▶ Action item: Begin with the line that holds "of the vegetable" and repeat each line after it exactly, ending with the last line of the listing.

▶ Given records:
• • • •

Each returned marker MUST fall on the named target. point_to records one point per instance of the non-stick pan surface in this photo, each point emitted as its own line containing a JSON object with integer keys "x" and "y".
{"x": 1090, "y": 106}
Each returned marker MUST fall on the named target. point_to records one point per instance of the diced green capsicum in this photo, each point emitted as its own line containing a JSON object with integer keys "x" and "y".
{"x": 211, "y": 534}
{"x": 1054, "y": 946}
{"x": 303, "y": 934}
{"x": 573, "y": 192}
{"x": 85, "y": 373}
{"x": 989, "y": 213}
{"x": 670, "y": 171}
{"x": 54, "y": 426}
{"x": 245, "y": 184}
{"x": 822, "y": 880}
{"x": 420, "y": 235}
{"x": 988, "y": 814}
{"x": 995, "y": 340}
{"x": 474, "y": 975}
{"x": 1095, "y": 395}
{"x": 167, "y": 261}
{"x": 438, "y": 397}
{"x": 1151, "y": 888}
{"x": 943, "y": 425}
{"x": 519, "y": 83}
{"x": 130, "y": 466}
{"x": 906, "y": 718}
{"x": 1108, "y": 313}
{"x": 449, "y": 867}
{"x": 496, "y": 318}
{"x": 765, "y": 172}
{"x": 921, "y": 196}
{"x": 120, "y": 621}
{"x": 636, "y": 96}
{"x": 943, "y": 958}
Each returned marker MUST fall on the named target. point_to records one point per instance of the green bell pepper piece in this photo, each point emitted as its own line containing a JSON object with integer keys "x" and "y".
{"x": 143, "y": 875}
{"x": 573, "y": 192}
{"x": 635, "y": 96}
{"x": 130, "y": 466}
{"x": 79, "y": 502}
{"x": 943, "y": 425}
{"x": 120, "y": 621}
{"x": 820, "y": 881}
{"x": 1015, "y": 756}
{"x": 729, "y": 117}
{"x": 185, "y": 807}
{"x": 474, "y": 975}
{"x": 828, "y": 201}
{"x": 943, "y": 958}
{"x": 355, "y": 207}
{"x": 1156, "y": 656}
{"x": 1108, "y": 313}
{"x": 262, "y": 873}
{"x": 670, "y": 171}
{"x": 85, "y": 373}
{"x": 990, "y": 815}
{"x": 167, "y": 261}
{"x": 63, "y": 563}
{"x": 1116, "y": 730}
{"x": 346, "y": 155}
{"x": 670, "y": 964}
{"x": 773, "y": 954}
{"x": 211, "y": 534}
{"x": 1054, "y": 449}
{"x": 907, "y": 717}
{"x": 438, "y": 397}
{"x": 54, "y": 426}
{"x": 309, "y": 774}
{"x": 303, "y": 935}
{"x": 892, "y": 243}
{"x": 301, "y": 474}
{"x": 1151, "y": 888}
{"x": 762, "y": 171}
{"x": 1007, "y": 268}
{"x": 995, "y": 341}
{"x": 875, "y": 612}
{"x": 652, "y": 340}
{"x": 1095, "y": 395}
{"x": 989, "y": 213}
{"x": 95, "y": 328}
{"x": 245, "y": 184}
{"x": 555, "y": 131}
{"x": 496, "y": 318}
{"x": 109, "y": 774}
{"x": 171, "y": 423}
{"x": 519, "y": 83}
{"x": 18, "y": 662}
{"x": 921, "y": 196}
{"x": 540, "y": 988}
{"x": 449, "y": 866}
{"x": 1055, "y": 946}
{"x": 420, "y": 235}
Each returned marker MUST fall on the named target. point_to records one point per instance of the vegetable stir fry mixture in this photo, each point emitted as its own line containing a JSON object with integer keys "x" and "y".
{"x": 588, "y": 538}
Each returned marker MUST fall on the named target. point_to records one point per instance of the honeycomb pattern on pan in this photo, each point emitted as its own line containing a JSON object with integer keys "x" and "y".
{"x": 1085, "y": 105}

• • • •

▶ Response to this task:
Each returned marker MUST fall on the named target. point_to records one point per instance of the vegetable stir fry mixture in this photo, each point emitted as its own line containing a JSON object with integer keys "x" and "y".
{"x": 588, "y": 538}
Each returned marker MUST fall on the named target. point_to records one point per instance of the honeycomb pattern on pan in this photo, each point emitted as its own line containing a JSON object with integer keys "x" and "y".
{"x": 1085, "y": 105}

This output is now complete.